(begin)
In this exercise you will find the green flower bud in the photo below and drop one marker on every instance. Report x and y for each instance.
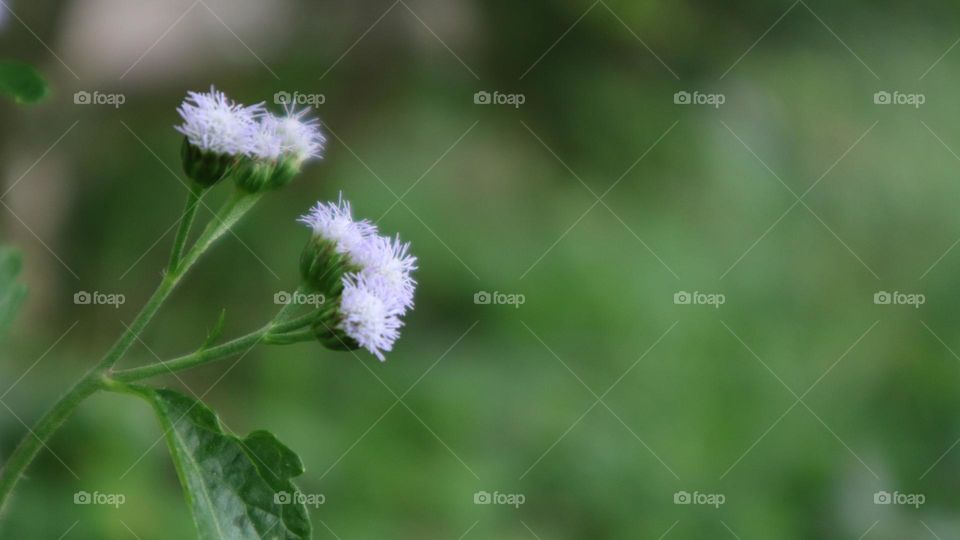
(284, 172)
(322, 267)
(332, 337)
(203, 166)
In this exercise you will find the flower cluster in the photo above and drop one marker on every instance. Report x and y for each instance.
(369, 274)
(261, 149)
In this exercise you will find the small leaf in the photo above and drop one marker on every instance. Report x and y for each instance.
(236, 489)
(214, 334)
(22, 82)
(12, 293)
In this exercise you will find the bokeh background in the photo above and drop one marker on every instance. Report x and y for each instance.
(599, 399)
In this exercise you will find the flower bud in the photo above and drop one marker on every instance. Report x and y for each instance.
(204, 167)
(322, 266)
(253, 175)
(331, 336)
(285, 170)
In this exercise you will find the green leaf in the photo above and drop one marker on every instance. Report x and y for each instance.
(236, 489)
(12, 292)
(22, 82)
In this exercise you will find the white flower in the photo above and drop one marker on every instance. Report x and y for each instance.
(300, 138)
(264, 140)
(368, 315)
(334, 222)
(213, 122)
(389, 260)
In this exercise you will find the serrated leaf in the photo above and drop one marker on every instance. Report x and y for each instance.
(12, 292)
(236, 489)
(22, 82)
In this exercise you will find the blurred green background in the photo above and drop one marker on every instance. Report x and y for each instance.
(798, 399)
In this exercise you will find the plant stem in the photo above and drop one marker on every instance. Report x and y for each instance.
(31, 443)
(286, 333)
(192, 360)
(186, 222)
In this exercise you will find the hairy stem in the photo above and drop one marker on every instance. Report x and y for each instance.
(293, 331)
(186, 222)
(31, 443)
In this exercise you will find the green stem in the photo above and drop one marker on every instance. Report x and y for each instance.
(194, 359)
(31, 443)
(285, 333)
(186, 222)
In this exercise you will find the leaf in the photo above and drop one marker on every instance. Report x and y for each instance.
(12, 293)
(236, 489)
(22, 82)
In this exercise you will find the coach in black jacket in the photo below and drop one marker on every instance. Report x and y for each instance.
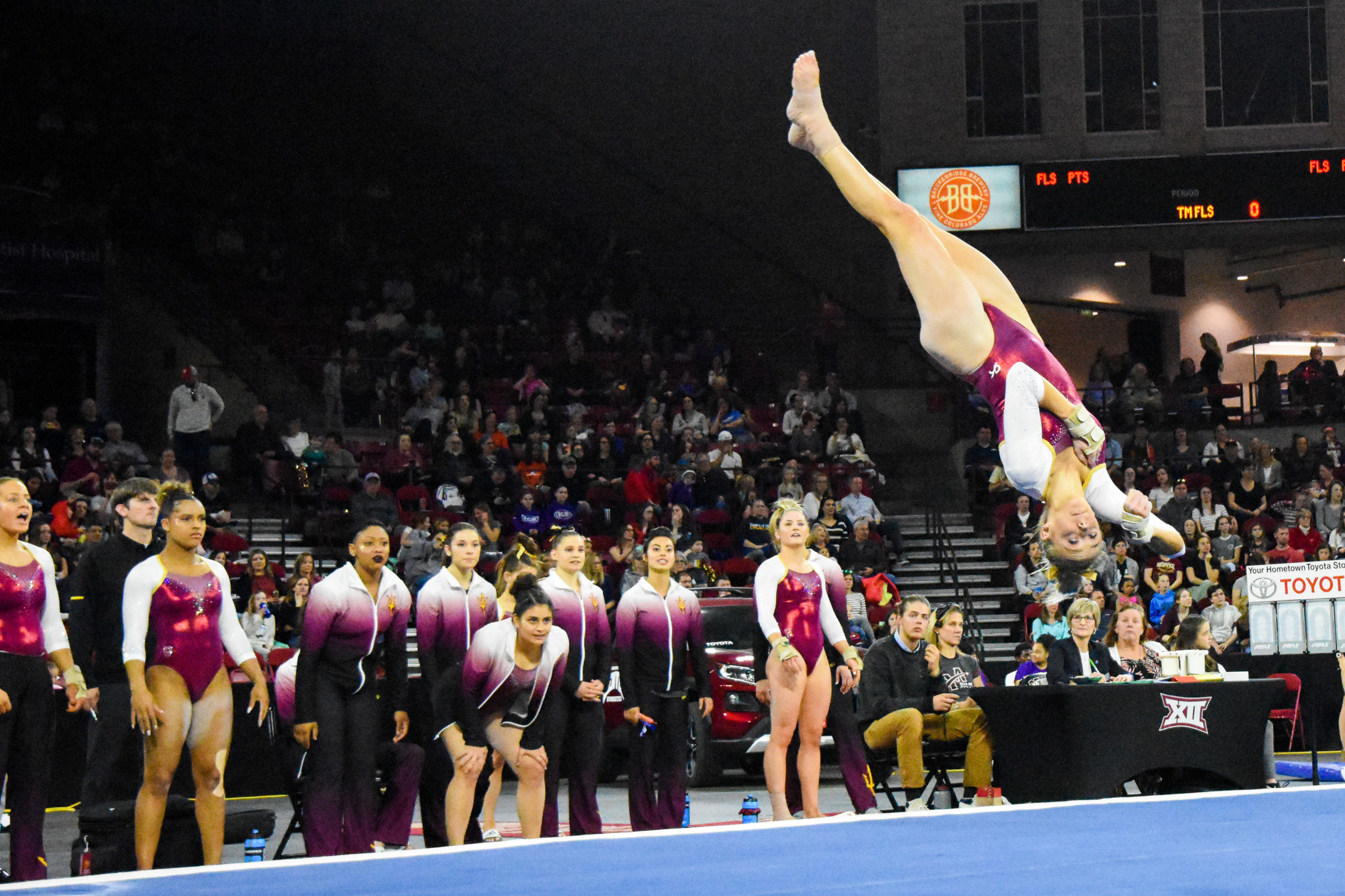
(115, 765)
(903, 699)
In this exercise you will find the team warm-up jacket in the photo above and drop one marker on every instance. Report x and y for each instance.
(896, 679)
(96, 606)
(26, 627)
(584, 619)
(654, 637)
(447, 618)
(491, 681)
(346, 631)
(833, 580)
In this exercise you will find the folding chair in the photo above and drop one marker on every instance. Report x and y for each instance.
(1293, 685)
(end)
• [TASK INSTRUCTIONS]:
Emit the lines of the data above from the one containing "In this exercise you will find the hairy" through its final line, both endpoints included. Pictures do not belong in the output.

• [EXERCISE ANSWER]:
In this exercise you will find the hairy stem in the photo above and drop one marker on every instance. Report x and y for each instance.
(293, 331)
(186, 222)
(31, 443)
In this exercise you will find the green stem in the photo above and drop one marker on every instance. Report x and y for each instance.
(194, 359)
(31, 443)
(285, 333)
(186, 222)
In this exercise you will find the leaf in the photo above and drop one marker on every instance. Report x and y for each instance.
(12, 293)
(236, 489)
(22, 82)
In this exercise you will find the coach in black jacket in the photo below and drop one marker on every instance. Report x and y for each instance.
(115, 765)
(903, 699)
In this exercise you will find the team warm-up jacket in the photo above and drop one marker on every instance. Report x and y for each instance.
(896, 679)
(96, 606)
(26, 627)
(584, 619)
(654, 637)
(447, 618)
(491, 681)
(346, 631)
(833, 580)
In this exercise you will find the folding chair in the photo above and drop one marker on every instance. Report x and y for each instance.
(1293, 685)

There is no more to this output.